- Extract provided:
▼
Planting up your garden is a big project, depending of course on how big your garden is, and how complex you want it to be. Along with choosing sizes, shapes, evergreen or deciduous, and what will grow where, there are many possibilities to consider with color, from both foliage and flowers. When we go out to a garden center there is a tendency to be attracted by unusual colors, and plants with dark red flowers, or purple and red leaves, are always big sellers. One color that is often ignored or passed by is white, which is very often seen as ‘boring’, or ‘colorless’. Gardens with only white flowers come in and out of fashion over the years, and they can be seen as either high-fashion or pretentious, depending on when and where they are. But used with other colors white has a lot going for it, so let’s consider how and why using white in the garden is a great thing to do.
White Always Stands Out
A wonderful virtue of white is that it always shows up, and never disappears into the background. A problem with dark colored leaves and flowers is that they can look rich and vibrant close-up, but a few yards away they can disappear. This is especially a problem in shaded areas, where these colors often vanish into the shadows. White will never do this – in fact it glows out of the darkest corner, catching the eye from across the other side of the garden, and opening up the scene. As well, white is at its best in late afternoon and on long summer evenings – which is often exactly when we use the garden, after a busy day at work. The calming effect is clear, and it makes a relaxing and yet sophisticated atmosphere – perfect to chill out in after a stressful day.
▲
- To be done:
1 – According to the article about white in the garden, at what times of day is white at its best?
2 – Reproduce word for word the stretch of the article about white in the garden from "Planting up your" through "thing to do.".
Answer from the article about white in the garden alone.

- Given entries:
▼
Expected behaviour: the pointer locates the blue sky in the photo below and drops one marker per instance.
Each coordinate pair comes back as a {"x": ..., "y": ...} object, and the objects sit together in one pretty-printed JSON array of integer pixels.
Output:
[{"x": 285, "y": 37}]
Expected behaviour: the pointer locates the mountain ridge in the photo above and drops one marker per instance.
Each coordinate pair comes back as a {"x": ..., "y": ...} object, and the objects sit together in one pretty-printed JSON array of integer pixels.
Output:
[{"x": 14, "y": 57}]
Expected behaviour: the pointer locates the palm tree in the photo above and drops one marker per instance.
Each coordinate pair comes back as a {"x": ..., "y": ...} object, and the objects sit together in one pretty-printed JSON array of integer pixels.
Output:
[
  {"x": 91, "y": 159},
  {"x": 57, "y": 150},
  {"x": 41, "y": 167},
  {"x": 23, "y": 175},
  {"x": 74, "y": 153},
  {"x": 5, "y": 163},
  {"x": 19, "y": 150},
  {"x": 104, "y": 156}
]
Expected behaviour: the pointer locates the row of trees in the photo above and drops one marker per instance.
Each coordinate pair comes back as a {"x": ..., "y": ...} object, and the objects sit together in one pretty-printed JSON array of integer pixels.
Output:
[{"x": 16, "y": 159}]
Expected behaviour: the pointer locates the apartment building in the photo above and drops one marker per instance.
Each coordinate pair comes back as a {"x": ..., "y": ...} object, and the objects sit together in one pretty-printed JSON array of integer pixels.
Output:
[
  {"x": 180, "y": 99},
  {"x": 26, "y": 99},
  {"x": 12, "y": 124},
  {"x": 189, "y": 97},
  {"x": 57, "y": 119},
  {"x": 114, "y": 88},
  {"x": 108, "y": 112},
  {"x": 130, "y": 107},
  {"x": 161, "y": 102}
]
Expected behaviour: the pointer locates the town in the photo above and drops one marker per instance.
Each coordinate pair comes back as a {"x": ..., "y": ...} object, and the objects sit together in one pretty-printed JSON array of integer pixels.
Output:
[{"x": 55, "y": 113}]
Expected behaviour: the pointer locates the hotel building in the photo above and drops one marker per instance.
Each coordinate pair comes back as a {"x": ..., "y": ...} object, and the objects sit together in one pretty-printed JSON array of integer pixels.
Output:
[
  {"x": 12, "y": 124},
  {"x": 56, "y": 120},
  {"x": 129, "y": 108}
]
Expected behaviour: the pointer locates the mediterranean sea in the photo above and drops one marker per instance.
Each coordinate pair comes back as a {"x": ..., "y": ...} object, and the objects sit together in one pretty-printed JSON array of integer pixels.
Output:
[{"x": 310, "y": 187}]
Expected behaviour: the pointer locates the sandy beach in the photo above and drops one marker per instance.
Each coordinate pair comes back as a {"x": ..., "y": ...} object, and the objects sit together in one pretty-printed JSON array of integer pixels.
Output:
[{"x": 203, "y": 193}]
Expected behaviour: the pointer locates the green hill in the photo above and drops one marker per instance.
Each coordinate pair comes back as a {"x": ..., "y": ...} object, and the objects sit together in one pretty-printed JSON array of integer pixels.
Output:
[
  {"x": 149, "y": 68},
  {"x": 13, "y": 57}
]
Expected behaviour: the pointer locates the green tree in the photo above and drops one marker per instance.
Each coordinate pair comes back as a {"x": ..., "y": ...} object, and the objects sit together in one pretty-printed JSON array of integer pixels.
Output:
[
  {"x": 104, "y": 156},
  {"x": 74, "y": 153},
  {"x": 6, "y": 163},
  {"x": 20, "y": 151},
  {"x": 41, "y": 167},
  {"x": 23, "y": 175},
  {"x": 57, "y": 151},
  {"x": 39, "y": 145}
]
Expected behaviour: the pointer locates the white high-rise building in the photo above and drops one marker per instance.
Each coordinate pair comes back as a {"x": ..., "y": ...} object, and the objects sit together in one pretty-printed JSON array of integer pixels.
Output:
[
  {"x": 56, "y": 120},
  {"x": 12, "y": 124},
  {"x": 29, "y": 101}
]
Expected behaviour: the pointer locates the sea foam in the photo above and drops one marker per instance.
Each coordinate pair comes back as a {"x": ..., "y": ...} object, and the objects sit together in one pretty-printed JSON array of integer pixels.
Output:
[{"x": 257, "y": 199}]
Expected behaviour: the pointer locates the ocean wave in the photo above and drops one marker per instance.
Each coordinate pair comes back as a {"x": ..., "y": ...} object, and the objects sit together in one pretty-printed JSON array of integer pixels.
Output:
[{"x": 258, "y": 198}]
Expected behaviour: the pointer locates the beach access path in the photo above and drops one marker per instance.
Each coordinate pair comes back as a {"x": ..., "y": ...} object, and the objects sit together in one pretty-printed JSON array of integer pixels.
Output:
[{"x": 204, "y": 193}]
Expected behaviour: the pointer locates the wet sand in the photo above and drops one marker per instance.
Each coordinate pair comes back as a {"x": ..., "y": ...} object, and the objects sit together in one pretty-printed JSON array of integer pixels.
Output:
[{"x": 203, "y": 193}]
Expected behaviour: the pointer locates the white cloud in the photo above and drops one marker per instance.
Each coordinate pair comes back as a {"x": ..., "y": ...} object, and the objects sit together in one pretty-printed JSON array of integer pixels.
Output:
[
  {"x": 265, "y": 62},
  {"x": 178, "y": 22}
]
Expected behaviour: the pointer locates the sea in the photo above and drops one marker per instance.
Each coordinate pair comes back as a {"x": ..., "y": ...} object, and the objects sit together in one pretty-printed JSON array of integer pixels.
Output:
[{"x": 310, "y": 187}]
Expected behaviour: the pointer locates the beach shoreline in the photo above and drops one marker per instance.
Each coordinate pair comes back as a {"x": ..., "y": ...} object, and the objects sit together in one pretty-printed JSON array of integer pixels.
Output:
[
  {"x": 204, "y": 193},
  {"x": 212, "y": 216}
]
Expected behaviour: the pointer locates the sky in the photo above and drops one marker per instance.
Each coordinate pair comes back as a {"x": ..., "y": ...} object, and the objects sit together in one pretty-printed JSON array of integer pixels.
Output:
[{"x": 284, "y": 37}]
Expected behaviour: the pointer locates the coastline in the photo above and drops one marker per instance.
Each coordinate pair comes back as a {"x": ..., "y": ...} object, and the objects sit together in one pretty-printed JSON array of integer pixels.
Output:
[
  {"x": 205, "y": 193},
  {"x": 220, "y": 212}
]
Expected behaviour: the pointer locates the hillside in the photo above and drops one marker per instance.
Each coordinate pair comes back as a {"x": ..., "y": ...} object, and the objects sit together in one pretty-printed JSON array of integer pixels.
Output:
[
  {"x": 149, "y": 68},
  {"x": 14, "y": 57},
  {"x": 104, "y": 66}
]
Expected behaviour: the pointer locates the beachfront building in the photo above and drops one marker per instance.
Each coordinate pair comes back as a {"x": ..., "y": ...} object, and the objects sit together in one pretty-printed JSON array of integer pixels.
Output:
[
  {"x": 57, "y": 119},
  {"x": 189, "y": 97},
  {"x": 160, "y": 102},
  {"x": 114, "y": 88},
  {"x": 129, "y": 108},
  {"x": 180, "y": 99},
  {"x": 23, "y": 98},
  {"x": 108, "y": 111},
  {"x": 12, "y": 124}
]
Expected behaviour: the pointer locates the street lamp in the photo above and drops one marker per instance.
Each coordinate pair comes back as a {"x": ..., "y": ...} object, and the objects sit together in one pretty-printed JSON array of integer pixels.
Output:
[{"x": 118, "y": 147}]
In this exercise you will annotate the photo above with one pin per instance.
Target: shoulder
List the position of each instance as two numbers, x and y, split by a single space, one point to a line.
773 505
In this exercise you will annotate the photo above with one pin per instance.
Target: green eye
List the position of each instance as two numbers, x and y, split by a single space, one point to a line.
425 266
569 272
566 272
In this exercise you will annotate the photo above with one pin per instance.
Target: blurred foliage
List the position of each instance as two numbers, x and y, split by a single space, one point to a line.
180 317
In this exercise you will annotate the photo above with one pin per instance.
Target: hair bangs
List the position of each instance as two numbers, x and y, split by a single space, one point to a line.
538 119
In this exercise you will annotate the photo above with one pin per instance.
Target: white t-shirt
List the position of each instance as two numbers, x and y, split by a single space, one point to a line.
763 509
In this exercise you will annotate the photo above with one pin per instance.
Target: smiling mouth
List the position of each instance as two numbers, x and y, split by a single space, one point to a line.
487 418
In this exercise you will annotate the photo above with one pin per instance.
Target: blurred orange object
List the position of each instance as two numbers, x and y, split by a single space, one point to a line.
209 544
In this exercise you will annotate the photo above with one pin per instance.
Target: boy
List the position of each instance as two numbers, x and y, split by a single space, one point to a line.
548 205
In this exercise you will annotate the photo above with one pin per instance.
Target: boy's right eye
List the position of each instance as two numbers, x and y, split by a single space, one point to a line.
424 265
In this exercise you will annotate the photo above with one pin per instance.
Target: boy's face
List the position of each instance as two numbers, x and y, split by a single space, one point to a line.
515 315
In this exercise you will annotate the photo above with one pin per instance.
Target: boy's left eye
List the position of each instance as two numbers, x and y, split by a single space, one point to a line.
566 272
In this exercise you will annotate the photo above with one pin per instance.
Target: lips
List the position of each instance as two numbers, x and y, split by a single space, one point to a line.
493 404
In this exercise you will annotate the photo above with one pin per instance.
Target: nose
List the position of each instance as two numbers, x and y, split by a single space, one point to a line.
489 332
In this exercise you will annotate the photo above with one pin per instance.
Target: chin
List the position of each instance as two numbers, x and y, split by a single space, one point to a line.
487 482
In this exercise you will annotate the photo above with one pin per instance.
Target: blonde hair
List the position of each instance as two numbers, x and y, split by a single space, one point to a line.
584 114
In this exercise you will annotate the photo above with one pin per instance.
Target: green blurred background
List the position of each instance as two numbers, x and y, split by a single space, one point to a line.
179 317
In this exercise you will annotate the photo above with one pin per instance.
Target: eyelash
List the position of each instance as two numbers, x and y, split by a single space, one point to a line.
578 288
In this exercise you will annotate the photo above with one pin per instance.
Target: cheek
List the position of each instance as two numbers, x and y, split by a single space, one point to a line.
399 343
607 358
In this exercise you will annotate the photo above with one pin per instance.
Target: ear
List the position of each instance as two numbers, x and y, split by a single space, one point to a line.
▲
- Task responses:
1 – White is at its best in late afternoon and on long summer evenings.

2 –
Planting up your garden is a big project, depending of course on how big your garden is, and how complex you want it to be. Along with choosing sizes, shapes, evergreen or deciduous, and what will grow where, there are many possibilities to consider with color, from both foliage and flowers. When we go out to a garden center there is a tendency to be attracted by unusual colors, and plants with dark red flowers, or purple and red leaves, are always big sellers. One color that is often ignored or passed by is white, which is very often seen as ‘boring’, or ‘colorless’. Gardens with only white flowers come in and out of fashion over the years, and they can be seen as either high-fashion or pretentious, depending on when and where they are. But used with other colors white has a lot going for it, so let’s consider how and why using white in the garden is a great thing to do.